Tucked inside the House energy bill is what industry folks call an adder, a special add-on fee paid by electric ratepayers to their utilities to compensate them for carrying out the Commonwealth’s energy policy.

Eversource Energy and National Grid play key roles under the legislation.  The two utilities are assigned the task of negotiating long-term contracts with offshore wind and hydroelectricity suppliers for large quantities of electricity, roughly a quarter  of the state’s total usage. Ratepayers will foot the bill for the electricity itself, but the legislation provides remuneration to the utilities “for accepting the financial obligation of the long-term contract,” according to the language of the House bill.

The adder authorizes the utilities to collect from their customers up to 2.75 percent of the annual payments under the contracts for offshore wind and hydroelectricity. The precise size of the adder won’t be known until the contracts are signed, but some analysts estimate it could be worth $40 million or more a year to the utilities for both the offshore wind and hydro contracts.

The financial obligations associated with long-term power contracts are a bit murky, with no consensus on the utilities’ actual cost. The original Green Communities Act, for example, allowed for adders of 4 percent; subsequent legislation lowered the number to 2.75 percent. When Rep. Patricia Haddad of Somerset filed her energy legislation last year, she included a 1.5 percent adder. There was no adder in the original energy bill reported out of the Legislature’s Telecommunications, Utilities, and Energy Committee; the “up to 2.75 percent” amount was added by Rep. Brian Dempsey in the House Ways and Means Committee.

Mike Hachey, an energy consultant who formerly served as an executive with a company selling electricity in Massachusetts, sent out a note recently on the House energy bill to manufacturers around the state. In his note, he said the adder is included ostensibly to offset the impact of the contracts on a utility’s credit rating. But he said that impact would essentially be mitigated by the fact that the utilities are simply complying with a state law that requires ratepayers to pay the tab for the power.

“There is no need to compensate the utilities for risk,” he said in his note. “The payment is simply gratuitous. The Legislature is giving a gift they will pay for with your money.”

A spokeswoman for Attorney General Maura Healey said her office, which represents ratepayers in energy matters, is strongly opposed to paying the utilities extra for handling power contracts. The attorney general pushed an amendment that was filed by Rep. Tacky Chan of Quincy to eliminate the adder, but, like many other amendments to the energy bill, it was withdrawn before it came up for a vote.

Peter Shattuck, Massachusetts director at the Acadia Center, an energy advocacy group, said the utility fee seems high considering National Grid and Eversource might play a role in building the transmission lines that will deliver the power. Eversource, for example, is partnering with Hydro-Quebec on the Northern Pass transmission line down from Canada. National Grid is involved with the Green Line in Vermont.

“The bonus incentives seem excessive given that utilities can get a return of 10 percent or more on the transmission to bring hydro and wind online,” Shattuck said.

Michael Durand, a spokesman for Eversource, said in a statement that the adder in the House bill is consistent state energy policy. “Adders such as this one, and those currently in place in legislation such as the Green Communities Act, are important when utilities are required to enter into guaranteed long-term energy contracts,” he said. “With those contracts come long-term financial obligations on the part of the utilities.  These obligations can negatively affect the company’s financial ratings and increase the cost of capital to finance the many large projects we undertake.  As those costs become higher, electricity rates customers pay also increase.”

## [What needs to be done]
Write the next part of the article on the utility adder, picking up right after its final paragraph. The data below has no connection to the article on the utility adder.

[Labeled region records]

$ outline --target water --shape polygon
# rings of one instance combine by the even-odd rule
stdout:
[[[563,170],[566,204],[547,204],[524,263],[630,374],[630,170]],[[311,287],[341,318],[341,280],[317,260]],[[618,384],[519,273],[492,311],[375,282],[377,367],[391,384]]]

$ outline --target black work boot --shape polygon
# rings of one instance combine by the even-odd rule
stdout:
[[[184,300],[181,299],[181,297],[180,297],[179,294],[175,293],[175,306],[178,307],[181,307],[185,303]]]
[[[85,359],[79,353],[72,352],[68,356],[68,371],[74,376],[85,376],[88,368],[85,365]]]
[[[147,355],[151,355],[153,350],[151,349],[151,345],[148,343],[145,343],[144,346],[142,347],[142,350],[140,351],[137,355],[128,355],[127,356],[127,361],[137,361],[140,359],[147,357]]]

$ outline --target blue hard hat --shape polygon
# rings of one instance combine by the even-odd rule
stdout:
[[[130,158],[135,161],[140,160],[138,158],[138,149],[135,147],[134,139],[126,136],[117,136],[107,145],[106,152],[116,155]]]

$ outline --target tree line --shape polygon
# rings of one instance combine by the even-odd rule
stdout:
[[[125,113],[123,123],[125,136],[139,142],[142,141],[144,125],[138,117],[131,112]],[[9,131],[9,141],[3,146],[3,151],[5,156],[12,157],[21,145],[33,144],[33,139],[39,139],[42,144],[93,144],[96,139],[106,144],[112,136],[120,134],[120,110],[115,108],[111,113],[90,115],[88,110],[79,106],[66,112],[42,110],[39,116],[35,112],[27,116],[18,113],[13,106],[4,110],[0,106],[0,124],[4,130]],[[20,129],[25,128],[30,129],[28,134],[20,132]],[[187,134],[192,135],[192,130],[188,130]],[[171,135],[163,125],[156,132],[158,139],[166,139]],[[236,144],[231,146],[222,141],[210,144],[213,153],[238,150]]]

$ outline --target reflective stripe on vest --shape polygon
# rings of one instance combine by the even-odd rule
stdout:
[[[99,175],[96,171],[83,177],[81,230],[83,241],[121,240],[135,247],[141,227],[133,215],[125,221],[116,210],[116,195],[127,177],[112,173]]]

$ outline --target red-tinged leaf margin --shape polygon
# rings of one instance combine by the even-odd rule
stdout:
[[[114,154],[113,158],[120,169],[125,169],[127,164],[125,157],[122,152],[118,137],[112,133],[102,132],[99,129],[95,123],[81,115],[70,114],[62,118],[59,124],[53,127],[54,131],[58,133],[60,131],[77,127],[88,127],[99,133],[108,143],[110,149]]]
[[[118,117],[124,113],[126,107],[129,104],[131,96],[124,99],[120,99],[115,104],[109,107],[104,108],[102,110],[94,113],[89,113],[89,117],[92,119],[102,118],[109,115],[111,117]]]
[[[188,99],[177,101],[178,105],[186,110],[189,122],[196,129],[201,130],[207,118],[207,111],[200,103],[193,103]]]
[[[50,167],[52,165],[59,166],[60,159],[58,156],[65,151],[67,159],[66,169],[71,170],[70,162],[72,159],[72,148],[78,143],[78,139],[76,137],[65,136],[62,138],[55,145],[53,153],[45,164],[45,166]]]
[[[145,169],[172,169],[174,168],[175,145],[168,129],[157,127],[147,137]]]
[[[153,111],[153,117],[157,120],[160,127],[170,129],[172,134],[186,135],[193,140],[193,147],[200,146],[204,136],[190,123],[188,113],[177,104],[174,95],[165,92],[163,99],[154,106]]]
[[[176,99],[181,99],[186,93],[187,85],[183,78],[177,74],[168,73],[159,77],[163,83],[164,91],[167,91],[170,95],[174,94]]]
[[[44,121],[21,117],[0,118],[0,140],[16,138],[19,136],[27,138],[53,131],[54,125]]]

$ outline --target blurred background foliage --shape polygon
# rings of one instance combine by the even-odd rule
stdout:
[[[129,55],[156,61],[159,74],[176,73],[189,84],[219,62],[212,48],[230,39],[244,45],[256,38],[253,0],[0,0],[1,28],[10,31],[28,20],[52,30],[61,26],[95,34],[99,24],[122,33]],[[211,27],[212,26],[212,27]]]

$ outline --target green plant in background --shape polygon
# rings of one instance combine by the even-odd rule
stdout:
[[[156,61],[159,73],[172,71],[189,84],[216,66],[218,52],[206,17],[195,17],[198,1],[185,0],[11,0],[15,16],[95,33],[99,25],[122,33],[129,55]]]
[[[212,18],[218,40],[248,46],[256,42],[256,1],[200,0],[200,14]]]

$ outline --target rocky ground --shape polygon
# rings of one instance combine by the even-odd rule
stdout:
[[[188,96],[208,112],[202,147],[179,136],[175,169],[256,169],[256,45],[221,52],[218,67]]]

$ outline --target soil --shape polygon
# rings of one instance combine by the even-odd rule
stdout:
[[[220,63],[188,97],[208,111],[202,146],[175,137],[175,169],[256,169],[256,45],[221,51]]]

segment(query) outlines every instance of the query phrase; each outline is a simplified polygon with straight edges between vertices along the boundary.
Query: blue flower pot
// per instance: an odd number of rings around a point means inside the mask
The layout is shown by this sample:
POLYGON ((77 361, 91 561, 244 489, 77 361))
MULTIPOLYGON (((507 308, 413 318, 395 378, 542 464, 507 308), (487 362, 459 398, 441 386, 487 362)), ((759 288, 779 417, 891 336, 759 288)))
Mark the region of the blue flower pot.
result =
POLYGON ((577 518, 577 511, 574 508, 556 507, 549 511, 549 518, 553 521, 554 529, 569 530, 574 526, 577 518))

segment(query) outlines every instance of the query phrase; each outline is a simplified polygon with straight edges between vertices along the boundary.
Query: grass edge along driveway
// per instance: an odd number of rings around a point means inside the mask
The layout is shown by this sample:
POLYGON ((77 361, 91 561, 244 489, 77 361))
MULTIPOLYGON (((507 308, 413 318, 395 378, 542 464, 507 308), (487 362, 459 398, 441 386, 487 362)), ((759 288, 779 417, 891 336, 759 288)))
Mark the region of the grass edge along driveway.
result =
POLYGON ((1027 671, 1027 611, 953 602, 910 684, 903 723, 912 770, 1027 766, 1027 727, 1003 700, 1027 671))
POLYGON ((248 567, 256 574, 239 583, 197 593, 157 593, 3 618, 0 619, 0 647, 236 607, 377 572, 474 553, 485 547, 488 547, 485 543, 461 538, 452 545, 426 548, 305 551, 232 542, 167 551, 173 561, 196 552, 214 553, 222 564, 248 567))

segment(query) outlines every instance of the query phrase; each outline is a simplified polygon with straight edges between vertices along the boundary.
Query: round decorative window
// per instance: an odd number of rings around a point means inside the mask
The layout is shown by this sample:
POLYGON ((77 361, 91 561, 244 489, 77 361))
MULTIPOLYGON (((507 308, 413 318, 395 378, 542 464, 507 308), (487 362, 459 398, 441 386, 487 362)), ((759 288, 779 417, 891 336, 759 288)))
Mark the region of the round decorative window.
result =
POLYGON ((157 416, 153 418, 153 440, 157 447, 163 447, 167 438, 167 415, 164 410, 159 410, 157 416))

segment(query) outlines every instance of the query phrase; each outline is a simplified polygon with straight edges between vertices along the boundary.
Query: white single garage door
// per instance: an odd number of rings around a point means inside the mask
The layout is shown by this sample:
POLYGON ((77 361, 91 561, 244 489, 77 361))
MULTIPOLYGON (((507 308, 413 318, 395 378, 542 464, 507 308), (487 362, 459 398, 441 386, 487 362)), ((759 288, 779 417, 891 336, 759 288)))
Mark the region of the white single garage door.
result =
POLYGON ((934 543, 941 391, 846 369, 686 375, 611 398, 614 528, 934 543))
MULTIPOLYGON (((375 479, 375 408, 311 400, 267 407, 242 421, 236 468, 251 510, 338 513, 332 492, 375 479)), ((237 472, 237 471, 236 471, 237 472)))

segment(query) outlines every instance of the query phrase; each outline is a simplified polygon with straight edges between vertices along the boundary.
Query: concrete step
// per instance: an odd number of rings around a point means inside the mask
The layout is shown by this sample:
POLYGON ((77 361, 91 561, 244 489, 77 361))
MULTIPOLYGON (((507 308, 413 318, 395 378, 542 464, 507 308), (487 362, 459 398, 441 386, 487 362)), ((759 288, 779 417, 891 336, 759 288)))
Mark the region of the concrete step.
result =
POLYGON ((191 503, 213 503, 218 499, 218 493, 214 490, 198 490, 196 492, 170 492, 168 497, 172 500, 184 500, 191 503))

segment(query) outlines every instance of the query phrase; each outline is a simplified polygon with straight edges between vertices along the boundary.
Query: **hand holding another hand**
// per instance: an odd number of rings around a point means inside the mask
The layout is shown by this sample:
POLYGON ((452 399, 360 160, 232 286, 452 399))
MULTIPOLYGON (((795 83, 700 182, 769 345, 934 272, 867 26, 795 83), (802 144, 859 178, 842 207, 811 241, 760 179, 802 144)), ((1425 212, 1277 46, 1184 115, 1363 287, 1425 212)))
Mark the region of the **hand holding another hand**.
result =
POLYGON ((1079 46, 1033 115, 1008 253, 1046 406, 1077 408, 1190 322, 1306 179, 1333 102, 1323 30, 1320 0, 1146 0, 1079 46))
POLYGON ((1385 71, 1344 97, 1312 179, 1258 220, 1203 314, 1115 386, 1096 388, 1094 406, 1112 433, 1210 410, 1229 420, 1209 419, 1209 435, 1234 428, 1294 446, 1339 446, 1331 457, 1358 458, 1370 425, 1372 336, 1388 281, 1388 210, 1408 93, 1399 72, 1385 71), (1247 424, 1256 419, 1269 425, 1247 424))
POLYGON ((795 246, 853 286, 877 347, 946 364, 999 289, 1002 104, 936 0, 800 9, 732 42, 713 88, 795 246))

## [Right answer]
Amie Breton, a spokeswoman for National Grid, said utilities deserve compensation because the risks associated with long-term contracts limit the companies’ ability to raise capital. “National Grid has consistently argued, and the Legislature has agreed, that it is important to address the monetary risks associated with mandated long-term contracts. In the long run, these efforts provide benefits by lowering the cost of capital benefits to our customers, given that they will be responsible for supporting these long term contracts as required under state law,” Breton said in a statement.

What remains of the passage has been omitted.